> [Input rows]:
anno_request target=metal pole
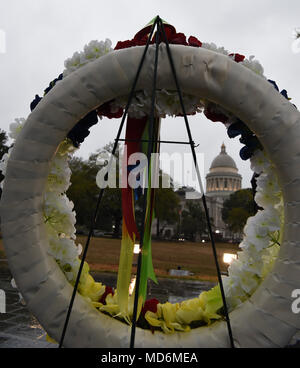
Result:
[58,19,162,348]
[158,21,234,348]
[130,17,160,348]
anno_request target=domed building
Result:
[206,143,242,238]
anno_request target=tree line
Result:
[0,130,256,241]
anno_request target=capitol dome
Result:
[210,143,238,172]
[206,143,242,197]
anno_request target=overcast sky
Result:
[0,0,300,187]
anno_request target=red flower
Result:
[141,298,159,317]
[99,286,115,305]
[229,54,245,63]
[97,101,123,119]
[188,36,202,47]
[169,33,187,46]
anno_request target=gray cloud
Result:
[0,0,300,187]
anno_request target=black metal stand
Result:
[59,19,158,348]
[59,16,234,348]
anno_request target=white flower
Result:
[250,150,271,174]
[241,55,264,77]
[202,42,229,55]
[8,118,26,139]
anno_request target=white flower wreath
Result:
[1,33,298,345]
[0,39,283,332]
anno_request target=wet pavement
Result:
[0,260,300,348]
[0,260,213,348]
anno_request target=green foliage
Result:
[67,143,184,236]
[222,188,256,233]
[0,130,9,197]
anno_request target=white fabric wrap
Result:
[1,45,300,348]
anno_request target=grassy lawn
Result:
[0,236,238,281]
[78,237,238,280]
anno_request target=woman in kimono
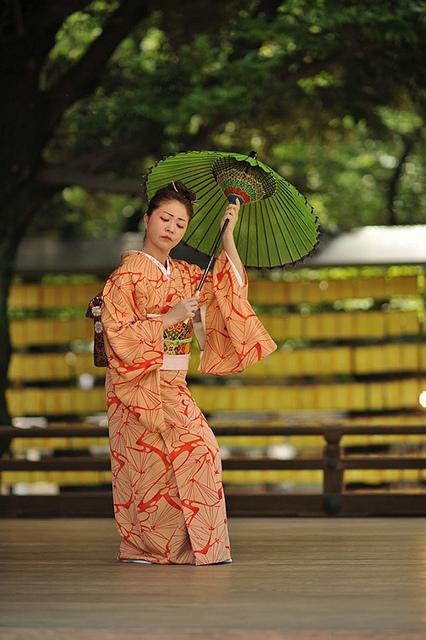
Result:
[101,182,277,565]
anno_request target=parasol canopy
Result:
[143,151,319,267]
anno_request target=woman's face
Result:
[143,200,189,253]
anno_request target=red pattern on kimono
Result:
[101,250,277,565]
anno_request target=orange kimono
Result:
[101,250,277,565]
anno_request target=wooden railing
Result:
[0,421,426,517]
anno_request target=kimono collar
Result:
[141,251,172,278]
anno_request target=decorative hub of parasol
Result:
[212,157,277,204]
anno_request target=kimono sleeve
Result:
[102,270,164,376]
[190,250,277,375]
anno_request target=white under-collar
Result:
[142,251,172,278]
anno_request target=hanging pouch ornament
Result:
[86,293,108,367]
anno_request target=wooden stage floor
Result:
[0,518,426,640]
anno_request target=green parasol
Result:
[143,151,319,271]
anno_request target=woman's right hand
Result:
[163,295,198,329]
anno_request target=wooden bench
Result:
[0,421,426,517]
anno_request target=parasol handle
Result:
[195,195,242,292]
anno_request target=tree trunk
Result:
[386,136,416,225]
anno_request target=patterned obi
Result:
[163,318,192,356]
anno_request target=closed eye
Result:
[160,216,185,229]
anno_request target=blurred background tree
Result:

* * *

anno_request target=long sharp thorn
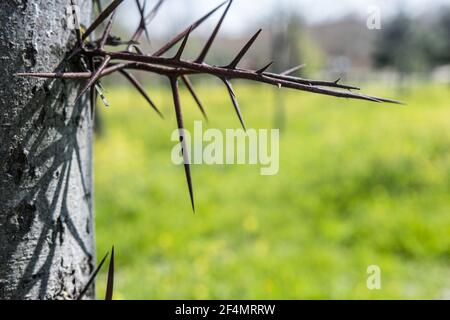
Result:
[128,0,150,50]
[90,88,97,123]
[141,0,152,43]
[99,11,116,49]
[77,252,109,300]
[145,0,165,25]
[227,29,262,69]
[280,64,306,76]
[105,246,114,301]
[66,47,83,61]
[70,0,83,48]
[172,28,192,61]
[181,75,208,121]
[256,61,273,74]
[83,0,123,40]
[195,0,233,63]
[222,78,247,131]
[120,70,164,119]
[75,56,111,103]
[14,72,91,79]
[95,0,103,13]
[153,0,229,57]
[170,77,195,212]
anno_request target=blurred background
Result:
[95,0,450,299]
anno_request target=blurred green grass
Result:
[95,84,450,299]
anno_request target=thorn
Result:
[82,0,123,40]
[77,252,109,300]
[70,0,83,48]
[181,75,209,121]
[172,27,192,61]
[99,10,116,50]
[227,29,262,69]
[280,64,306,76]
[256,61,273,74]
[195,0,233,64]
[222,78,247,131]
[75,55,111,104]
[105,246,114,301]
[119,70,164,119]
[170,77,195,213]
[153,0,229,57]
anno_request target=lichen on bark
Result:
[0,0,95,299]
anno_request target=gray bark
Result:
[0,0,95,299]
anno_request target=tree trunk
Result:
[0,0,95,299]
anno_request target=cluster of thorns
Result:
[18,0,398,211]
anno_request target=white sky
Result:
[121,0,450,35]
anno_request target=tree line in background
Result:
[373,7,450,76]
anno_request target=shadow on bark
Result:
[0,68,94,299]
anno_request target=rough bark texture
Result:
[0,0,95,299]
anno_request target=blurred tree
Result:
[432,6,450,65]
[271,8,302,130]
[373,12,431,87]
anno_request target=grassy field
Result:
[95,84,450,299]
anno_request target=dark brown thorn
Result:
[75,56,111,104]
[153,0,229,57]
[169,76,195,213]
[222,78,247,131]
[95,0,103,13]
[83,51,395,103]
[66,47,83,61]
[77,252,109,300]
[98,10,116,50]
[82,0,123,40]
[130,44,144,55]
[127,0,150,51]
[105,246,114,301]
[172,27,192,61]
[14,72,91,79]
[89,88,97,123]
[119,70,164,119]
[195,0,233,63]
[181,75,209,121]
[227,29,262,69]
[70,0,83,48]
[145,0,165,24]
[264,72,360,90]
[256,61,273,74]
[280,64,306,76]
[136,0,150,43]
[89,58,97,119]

> [Work instructions]: Reproduce, line for line, the stretch of the listing from the line containing "anno_request target=green foliage" through the line containing "[163,295,198,329]", including both of those lines. Leave the pictures out.

> [Reply to the exercise]:
anno_request target=green foliage
Result:
[67,143,184,236]
[222,188,256,233]
[0,130,9,197]
anno_request target=white fabric wrap
Result:
[1,45,300,348]
anno_request target=grassy lawn
Result:
[0,236,238,281]
[78,237,238,280]
anno_request target=woman in kimono
Result:
[101,182,277,565]
anno_request target=parasol canopy
Result:
[143,151,319,267]
anno_request target=woman's face
Result:
[143,200,189,253]
anno_request target=red pattern on kimono
Result:
[101,250,277,565]
anno_request target=orange kimono
Result:
[101,250,277,565]
anno_request target=wooden railing
Result:
[0,421,426,517]
anno_request target=kimono collar
Result:
[141,251,172,278]
anno_request target=decorative hub of parasol
Result:
[212,157,277,204]
anno_request target=kimono sleeve
Result:
[102,270,164,376]
[190,250,277,375]
anno_request target=white under-collar
Result:
[142,251,172,278]
anno_request target=hanging pouch ornament
Result:
[86,293,108,367]
anno_request target=wooden stage floor
Result:
[0,518,426,640]
anno_request target=green parasol
Result:
[143,151,319,271]
anno_request target=woman's right hand
Result:
[163,295,198,329]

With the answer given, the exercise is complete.